*Source extract*:
★ ★ ★ ★ ★ ★ ★
Hear the Peerless Four at this link.

Harry Kemp, author of "The Chantey of Noah and the Ark"
Harry Kemp, author of “The Chantey of Noah and His Ark,” in a detail of a Bain News Service photo circa 1912. More information is at the link. http://hdl.loc.gov/loc.pnp/ggbain.06186

I’ll end with one of the Library’s most interesting items of Noah lore.  It’s an original poem inspired by three different domains of culture: the Noah story,  children’s folksongs, and sea chanteys.  It was written in the style of a sea chantey by a person who knew such songs well, Harry Kemp (1883-1960), a poet and novelist who spent time as both a deepwater sailor and a train-hopping hobo in the early twentieth century. Kemp published the song in a 1920 book.  When interviewed about it by the Federal Writers Project in 1938, he explained that he wrote it during a stint in jail, where the only book he was allowed was the Bible; to pass the time, he wrote chanteys and ballads based on Bible stories. Kemp also provided the text of this song to the WPA workers, whose manuscript came to the Library of Congress and can be viewed at this link, with a transcript at this link.

Like the Bessie Jones song with which I began this post, and like several other Noah songs I’ve discussed, Kemp’s song includes an interesting plot device: Noah’s neighbors mock him and call him foolish or crazy for building the ark.  Since this theme is so common in Christian folklore about Noah, it’s curious that it isn’t anywhere in the Bible.  It is, however, a genuinely old tradition, and is found, for example, in the Islamic account of Noah in the Quran.
★ ★ ★ ★ ★ ★ ★
*Entries shown*:
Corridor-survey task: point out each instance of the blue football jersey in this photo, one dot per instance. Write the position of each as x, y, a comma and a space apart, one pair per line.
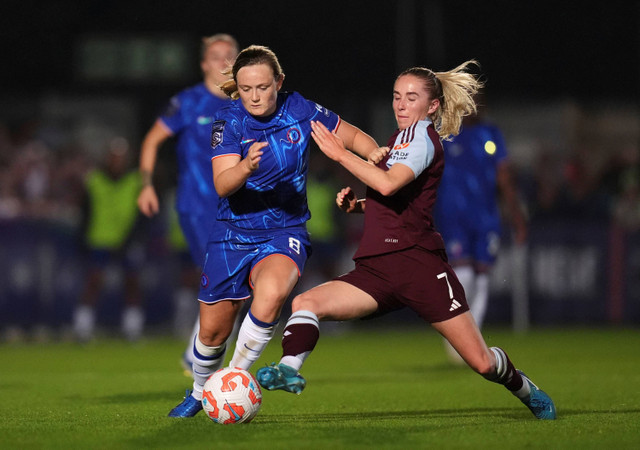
274, 196
189, 116
469, 182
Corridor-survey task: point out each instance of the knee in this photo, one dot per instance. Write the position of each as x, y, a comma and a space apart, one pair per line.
304, 302
213, 337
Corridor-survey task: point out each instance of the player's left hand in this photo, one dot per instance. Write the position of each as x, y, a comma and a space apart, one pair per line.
330, 143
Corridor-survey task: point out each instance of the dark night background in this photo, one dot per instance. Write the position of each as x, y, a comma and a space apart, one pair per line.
348, 48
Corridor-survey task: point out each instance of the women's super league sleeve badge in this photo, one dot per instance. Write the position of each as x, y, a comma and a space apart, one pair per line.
217, 129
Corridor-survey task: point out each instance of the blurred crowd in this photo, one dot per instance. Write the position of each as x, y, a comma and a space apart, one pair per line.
44, 182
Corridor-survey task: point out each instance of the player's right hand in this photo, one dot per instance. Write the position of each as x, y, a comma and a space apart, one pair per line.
148, 201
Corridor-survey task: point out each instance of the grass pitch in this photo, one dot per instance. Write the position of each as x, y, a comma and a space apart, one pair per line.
366, 389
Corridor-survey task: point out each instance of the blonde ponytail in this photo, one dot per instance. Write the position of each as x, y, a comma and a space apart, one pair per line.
455, 89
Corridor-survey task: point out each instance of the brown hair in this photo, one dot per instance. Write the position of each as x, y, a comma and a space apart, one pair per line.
250, 56
208, 41
455, 89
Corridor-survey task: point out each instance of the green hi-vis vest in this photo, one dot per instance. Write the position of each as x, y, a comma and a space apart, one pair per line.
321, 199
113, 210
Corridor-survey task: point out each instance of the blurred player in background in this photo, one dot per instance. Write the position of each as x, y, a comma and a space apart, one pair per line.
188, 117
260, 162
110, 215
401, 261
477, 179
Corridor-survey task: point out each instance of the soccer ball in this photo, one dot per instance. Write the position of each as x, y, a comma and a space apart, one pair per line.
231, 395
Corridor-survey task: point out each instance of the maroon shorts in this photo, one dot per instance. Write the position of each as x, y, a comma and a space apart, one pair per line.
415, 278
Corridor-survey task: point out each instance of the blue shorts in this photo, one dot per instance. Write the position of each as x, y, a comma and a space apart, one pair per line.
232, 253
471, 240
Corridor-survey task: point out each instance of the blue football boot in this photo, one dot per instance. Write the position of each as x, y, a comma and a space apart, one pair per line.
281, 377
538, 402
188, 408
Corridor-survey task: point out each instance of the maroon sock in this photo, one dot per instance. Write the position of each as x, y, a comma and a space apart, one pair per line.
507, 374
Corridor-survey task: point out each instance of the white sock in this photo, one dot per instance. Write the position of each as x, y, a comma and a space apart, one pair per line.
253, 337
133, 322
84, 321
206, 360
480, 298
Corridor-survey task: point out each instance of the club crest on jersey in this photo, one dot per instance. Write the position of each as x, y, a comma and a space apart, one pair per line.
217, 130
294, 135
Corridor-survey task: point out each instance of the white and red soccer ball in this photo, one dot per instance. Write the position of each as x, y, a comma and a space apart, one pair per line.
231, 395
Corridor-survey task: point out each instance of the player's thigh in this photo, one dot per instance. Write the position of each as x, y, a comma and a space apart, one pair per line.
273, 278
336, 300
217, 320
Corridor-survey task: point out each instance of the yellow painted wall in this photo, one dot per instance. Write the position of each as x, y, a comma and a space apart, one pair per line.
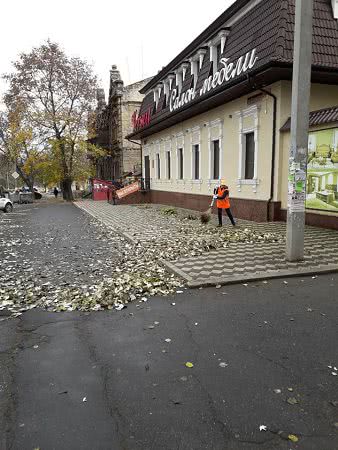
322, 96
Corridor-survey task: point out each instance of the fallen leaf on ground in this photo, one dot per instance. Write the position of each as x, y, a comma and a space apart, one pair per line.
292, 401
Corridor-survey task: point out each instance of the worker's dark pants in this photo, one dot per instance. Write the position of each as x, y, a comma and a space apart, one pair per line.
227, 210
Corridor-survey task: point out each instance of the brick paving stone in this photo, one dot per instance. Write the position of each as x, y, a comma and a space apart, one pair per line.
239, 258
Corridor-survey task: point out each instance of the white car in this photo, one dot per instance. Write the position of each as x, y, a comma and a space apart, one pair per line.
6, 205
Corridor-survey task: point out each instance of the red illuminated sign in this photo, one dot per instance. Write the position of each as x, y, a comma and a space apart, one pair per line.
140, 121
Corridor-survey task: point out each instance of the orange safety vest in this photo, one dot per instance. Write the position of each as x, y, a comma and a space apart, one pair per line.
224, 204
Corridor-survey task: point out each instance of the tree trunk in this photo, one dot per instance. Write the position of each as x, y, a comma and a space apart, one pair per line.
66, 186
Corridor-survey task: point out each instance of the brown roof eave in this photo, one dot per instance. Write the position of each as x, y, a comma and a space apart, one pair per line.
196, 43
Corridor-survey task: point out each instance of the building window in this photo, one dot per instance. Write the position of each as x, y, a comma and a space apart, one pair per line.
215, 157
180, 163
196, 162
249, 156
168, 165
219, 52
158, 165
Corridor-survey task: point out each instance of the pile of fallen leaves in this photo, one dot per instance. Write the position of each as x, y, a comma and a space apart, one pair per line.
138, 275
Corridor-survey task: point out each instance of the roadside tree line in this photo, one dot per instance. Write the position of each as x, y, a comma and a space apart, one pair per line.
45, 121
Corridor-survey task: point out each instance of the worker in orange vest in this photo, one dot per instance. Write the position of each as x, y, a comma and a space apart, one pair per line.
221, 194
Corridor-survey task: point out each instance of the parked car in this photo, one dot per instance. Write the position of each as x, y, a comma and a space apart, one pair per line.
6, 205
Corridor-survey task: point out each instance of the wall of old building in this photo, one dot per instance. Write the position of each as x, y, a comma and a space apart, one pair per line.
114, 123
322, 96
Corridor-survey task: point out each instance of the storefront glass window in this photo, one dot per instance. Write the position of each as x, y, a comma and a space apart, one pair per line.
180, 163
322, 170
249, 156
196, 162
168, 166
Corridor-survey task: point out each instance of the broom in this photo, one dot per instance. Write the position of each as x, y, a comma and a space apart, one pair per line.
206, 216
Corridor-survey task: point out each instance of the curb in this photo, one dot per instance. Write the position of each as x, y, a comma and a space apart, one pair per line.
260, 276
171, 267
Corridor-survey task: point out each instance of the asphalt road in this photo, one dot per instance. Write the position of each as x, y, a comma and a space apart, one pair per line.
109, 380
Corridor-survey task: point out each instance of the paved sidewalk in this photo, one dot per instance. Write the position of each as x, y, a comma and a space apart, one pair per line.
238, 262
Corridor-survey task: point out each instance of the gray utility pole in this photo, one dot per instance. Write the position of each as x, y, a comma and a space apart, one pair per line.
301, 86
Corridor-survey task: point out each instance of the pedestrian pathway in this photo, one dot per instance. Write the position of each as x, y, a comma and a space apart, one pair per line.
238, 262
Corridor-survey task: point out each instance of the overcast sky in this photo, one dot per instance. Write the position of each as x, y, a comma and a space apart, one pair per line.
138, 36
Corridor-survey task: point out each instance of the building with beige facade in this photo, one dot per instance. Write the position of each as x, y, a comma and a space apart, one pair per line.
221, 109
★ ★ ★ ★ ★ ★ ★
*Problem to solve*:
Please retype the passage on Harry Kemp and Noah songs in full, word for word. Work only from the passage on Harry Kemp and Noah songs.

*Expected answer*:
Hear the Peerless Four at this link.

Harry Kemp, author of "The Chantey of Noah and the Ark"
Harry Kemp, author of “The Chantey of Noah and His Ark,” in a detail of a Bain News Service photo circa 1912. More information is at the link. http://hdl.loc.gov/loc.pnp/ggbain.06186

I’ll end with one of the Library’s most interesting items of Noah lore.  It’s an original poem inspired by three different domains of culture: the Noah story,  children’s folksongs, and sea chanteys.  It was written in the style of a sea chantey by a person who knew such songs well, Harry Kemp (1883-1960), a poet and novelist who spent time as both a deepwater sailor and a train-hopping hobo in the early twentieth century. Kemp published the song in a 1920 book.  When interviewed about it by the Federal Writers Project in 1938, he explained that he wrote it during a stint in jail, where the only book he was allowed was the Bible; to pass the time, he wrote chanteys and ballads based on Bible stories. Kemp also provided the text of this song to the WPA workers, whose manuscript came to the Library of Congress and can be viewed at this link, with a transcript at this link.

Like the Bessie Jones song with which I began this post, and like several other Noah songs I’ve discussed, Kemp’s song includes an interesting plot device: Noah’s neighbors mock him and call him foolish or crazy for building the ark.  Since this theme is so common in Christian folklore about Noah, it’s curious that it isn’t anywhere in the Bible.  It is, however, a genuinely old tradition, and is found, for example, in the Islamic account of Noah in the Quran.